----- Available data

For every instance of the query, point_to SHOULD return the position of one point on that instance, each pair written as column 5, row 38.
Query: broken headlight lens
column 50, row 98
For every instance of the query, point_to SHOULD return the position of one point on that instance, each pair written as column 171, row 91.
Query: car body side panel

----------

** Task objective **
Starting with the line that contains "171, row 91.", copy each line through the end of the data exactly, and leave out all earlier lines.

** Exercise solution **
For every instance of the query, point_to SHOULD return the position of one point on that instance, each pair written as column 171, row 91.
Query: car body side panel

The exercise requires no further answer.